> RECORD SET
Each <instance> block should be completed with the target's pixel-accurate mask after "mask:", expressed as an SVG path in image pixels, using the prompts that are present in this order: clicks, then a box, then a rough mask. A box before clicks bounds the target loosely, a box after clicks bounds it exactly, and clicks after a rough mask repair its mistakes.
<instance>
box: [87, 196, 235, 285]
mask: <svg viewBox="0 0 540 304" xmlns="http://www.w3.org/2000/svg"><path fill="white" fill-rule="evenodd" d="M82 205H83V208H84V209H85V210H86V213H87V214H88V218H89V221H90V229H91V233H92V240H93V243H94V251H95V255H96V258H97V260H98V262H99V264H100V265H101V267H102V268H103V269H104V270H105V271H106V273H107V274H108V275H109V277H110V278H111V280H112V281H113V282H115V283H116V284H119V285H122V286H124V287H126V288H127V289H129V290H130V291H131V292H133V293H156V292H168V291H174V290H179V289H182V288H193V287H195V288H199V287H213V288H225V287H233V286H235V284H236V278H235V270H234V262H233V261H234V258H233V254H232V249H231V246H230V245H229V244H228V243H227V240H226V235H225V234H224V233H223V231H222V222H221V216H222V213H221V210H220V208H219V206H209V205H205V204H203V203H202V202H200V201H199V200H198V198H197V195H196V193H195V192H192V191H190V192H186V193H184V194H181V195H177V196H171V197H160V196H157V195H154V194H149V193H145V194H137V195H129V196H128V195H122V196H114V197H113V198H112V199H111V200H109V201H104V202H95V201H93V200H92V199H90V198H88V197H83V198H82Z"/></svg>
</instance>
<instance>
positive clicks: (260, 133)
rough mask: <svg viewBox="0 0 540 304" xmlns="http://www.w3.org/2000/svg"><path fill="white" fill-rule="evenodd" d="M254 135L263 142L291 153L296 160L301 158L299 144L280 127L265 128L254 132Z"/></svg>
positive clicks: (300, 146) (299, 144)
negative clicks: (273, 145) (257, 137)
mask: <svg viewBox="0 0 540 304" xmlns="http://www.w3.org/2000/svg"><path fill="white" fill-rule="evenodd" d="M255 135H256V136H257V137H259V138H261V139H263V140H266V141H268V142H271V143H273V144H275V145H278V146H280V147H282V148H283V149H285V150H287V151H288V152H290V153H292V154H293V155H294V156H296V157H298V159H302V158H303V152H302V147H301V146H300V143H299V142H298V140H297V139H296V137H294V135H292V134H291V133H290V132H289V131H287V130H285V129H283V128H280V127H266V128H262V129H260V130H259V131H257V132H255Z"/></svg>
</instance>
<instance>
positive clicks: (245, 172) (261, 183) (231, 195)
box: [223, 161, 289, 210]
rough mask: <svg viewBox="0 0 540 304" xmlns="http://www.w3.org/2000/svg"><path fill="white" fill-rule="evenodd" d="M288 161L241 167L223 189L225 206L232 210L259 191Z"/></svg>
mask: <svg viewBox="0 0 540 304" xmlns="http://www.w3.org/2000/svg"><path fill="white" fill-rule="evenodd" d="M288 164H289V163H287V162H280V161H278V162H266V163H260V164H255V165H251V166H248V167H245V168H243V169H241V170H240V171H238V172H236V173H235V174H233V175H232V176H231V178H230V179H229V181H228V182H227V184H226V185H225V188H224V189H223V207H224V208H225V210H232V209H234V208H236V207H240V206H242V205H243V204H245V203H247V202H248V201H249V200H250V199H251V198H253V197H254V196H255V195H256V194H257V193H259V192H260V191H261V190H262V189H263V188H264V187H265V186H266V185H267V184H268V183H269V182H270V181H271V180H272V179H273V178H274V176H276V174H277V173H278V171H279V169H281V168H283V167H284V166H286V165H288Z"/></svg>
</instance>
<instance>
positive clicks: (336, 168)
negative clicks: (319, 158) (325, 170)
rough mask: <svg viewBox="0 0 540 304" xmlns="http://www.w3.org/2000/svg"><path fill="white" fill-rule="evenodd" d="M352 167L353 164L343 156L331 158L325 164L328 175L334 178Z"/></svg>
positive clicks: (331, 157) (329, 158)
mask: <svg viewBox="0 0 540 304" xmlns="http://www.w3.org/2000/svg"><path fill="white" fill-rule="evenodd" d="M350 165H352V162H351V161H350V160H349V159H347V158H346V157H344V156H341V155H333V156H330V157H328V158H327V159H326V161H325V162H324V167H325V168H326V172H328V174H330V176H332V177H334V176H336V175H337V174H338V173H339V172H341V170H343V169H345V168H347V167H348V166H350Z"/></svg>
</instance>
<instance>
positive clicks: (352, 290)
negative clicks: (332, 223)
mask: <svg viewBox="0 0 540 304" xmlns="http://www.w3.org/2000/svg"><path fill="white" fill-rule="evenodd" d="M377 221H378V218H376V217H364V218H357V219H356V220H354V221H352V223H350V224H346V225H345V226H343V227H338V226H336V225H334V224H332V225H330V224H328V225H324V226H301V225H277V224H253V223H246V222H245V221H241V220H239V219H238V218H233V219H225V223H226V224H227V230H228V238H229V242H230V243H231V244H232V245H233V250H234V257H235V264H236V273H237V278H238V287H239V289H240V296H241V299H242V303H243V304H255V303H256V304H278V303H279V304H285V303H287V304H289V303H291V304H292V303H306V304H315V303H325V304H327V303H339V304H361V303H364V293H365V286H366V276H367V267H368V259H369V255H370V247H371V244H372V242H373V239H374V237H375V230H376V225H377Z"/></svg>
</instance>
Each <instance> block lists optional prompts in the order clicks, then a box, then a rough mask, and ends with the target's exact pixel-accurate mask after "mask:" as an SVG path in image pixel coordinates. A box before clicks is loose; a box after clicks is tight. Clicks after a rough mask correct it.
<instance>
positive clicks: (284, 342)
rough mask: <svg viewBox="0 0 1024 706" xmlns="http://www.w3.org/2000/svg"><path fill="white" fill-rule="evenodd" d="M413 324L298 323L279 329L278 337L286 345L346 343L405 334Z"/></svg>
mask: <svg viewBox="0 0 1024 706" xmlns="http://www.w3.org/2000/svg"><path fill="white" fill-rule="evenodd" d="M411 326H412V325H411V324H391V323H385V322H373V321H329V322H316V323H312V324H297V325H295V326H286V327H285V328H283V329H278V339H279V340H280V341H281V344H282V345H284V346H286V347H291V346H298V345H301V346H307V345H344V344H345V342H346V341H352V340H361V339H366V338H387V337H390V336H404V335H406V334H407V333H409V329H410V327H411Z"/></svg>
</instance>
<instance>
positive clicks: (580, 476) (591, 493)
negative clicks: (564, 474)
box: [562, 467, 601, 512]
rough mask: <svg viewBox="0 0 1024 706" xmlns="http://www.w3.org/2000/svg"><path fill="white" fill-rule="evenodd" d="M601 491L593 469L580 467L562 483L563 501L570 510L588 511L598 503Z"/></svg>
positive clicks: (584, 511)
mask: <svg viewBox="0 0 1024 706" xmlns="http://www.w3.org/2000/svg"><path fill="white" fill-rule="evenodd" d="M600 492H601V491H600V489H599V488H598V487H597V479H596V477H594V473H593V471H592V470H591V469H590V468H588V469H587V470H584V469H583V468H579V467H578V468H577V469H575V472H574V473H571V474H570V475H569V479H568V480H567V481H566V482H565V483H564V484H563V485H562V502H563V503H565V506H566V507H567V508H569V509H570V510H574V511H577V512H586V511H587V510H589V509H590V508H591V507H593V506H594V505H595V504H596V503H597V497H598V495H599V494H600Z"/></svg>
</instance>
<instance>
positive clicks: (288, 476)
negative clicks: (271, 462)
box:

> WORK ORDER
Copy the listing word for word, leaving nothing out.

> WRITTEN SOLUTION
Each <instance> block should be completed with the target's pixel-accurate mask after "mask:", expressed as an SVG path in image pixels, using the prompts that are present in this order: clicks, then a box, then a rough mask. A box before clicks bounds the target loosely, a box after clicks bounds it exactly, and clicks after a rough mask repair its mistakes.
<instance>
box: [87, 196, 235, 285]
mask: <svg viewBox="0 0 540 304" xmlns="http://www.w3.org/2000/svg"><path fill="white" fill-rule="evenodd" d="M82 205H83V208H84V209H85V210H86V213H87V214H88V218H89V221H90V229H91V233H92V240H93V243H94V251H95V255H96V258H97V260H98V262H99V264H100V265H101V267H102V268H103V269H104V270H105V271H106V273H107V274H108V275H109V277H110V278H111V280H112V281H113V282H115V283H116V284H119V285H122V286H124V287H126V288H127V289H129V290H130V291H131V292H133V293H156V292H168V291H174V290H179V289H182V288H193V287H195V288H199V287H213V288H225V287H233V286H235V284H236V278H235V270H234V262H233V261H234V258H233V254H232V249H231V246H230V245H229V244H228V243H227V240H226V235H225V234H224V233H223V231H222V222H221V216H222V213H221V210H220V208H219V206H209V205H205V204H203V203H202V202H200V201H199V200H198V198H197V195H196V193H195V192H192V191H190V192H186V193H184V194H181V195H177V196H171V197H160V196H157V195H154V194H149V193H145V194H137V195H129V196H128V195H122V196H114V197H113V198H112V199H111V200H109V201H104V202H95V201H93V200H92V199H90V198H88V197H83V198H82Z"/></svg>
</instance>
<instance>
positive clicks: (260, 133)
rough mask: <svg viewBox="0 0 540 304" xmlns="http://www.w3.org/2000/svg"><path fill="white" fill-rule="evenodd" d="M254 135L263 142L291 153L296 160L301 158L299 144L280 127L265 128L254 132Z"/></svg>
positive clicks: (300, 146) (299, 144)
negative clicks: (273, 145) (257, 137)
mask: <svg viewBox="0 0 540 304" xmlns="http://www.w3.org/2000/svg"><path fill="white" fill-rule="evenodd" d="M255 135H256V136H257V137H259V138H261V139H263V140H266V141H268V142H271V143H273V144H275V145H278V146H280V147H282V148H283V149H285V150H287V151H288V152H290V153H292V154H293V155H294V156H296V157H298V159H302V158H303V152H302V147H301V146H300V143H299V142H298V140H297V139H296V137H294V135H292V134H291V133H290V132H289V131H287V130H285V129H283V128H280V127H266V128H262V129H260V130H259V131H257V132H255Z"/></svg>
</instance>
<instance>
positive clicks: (245, 172) (261, 183) (231, 195)
box: [223, 161, 289, 210]
rough mask: <svg viewBox="0 0 540 304" xmlns="http://www.w3.org/2000/svg"><path fill="white" fill-rule="evenodd" d="M288 161L241 167L223 189L225 206L232 210L259 191Z"/></svg>
mask: <svg viewBox="0 0 540 304" xmlns="http://www.w3.org/2000/svg"><path fill="white" fill-rule="evenodd" d="M288 164H289V163H287V162H280V161H278V162H266V163H260V164H255V165H251V166H248V167H245V168H243V169H241V170H240V171H238V172H236V173H235V174H233V175H232V176H231V178H230V179H229V181H228V182H227V184H226V185H225V188H224V189H223V207H224V208H225V210H232V209H234V208H236V207H240V206H242V205H243V204H245V203H247V202H248V201H249V200H250V199H251V198H253V197H254V196H255V195H256V194H257V193H259V192H260V191H261V190H262V189H263V188H264V187H265V186H266V185H267V184H268V183H269V182H270V181H271V180H272V179H273V178H274V176H276V174H277V173H278V171H279V169H281V168H283V167H284V166H286V165H288Z"/></svg>
</instance>
<instance>
positive clicks: (336, 168)
negative clicks: (319, 158) (325, 170)
rough mask: <svg viewBox="0 0 540 304" xmlns="http://www.w3.org/2000/svg"><path fill="white" fill-rule="evenodd" d="M352 167L353 164L343 156L331 158L325 164L328 175L334 178Z"/></svg>
positive clicks: (331, 157) (329, 158)
mask: <svg viewBox="0 0 540 304" xmlns="http://www.w3.org/2000/svg"><path fill="white" fill-rule="evenodd" d="M350 165H352V162H351V161H350V160H349V159H347V158H346V157H344V156H341V155H333V156H330V157H328V158H327V159H326V161H325V162H324V167H325V168H326V172H328V174H330V176H332V177H334V176H336V175H337V174H338V173H339V172H341V170H343V169H345V168H347V167H348V166H350Z"/></svg>
</instance>
<instance>
positive clicks: (352, 290)
negative clicks: (332, 223)
mask: <svg viewBox="0 0 540 304" xmlns="http://www.w3.org/2000/svg"><path fill="white" fill-rule="evenodd" d="M377 221H378V218H376V217H364V218H357V219H356V220H354V221H352V223H350V224H346V225H345V226H343V227H338V226H336V225H334V224H332V225H330V224H328V225H324V226H301V225H277V224H253V223H246V222H245V221H241V220H239V219H238V218H233V219H225V223H226V224H227V230H228V238H229V242H230V243H231V244H232V245H233V250H234V257H235V264H236V273H237V278H238V287H239V289H240V296H241V299H242V303H243V304H255V303H256V304H278V303H279V304H285V303H287V304H289V303H291V304H292V303H306V304H315V303H325V304H327V303H339V304H361V303H364V293H365V286H366V276H367V267H368V259H369V255H370V247H371V244H372V242H373V239H374V237H375V230H376V225H377Z"/></svg>
</instance>
Each <instance> block lists optional prompts in the order clicks, then a box, then a rough mask, and ends with the target's exact pixel-accurate mask after "mask:" as an SVG path in image pixel coordinates. A box before clicks is loose; a box after clicks is tight. Clicks after a rough mask correct it.
<instance>
positive clicks: (284, 342)
rough mask: <svg viewBox="0 0 1024 706" xmlns="http://www.w3.org/2000/svg"><path fill="white" fill-rule="evenodd" d="M413 324L298 323L279 329L278 337L286 345L346 343L405 334Z"/></svg>
mask: <svg viewBox="0 0 1024 706" xmlns="http://www.w3.org/2000/svg"><path fill="white" fill-rule="evenodd" d="M411 326H412V325H411V324H391V323H385V322H373V321H329V322H316V323H312V324H297V325H295V326H286V327H285V328H283V329H278V339H279V340H280V341H281V344H282V345H284V346H286V347H291V346H298V345H301V346H307V345H344V344H345V342H346V341H352V340H361V339H366V338H387V337H390V336H404V335H406V334H407V333H409V329H410V327H411Z"/></svg>
</instance>
<instance>
positive clicks: (580, 476) (591, 493)
negative clicks: (564, 474)
box: [562, 467, 601, 512]
rough mask: <svg viewBox="0 0 1024 706" xmlns="http://www.w3.org/2000/svg"><path fill="white" fill-rule="evenodd" d="M601 491L593 469L580 467L562 483L563 501L570 510L588 511L598 503Z"/></svg>
positive clicks: (584, 511)
mask: <svg viewBox="0 0 1024 706" xmlns="http://www.w3.org/2000/svg"><path fill="white" fill-rule="evenodd" d="M600 492H601V491H600V489H599V488H598V487H597V479H596V477H594V473H593V471H592V470H591V469H590V468H588V469H587V470H584V469H583V468H579V467H578V468H577V469H575V472H574V473H571V474H570V475H569V479H568V480H567V481H566V482H565V483H564V484H563V485H562V502H563V503H565V506H566V507H567V508H569V509H570V510H574V511H577V512H586V511H587V510H589V509H590V508H591V507H593V506H594V505H595V504H596V503H597V497H598V495H599V494H600Z"/></svg>
</instance>
<instance>
positive clicks: (288, 476)
negative clicks: (271, 462)
box:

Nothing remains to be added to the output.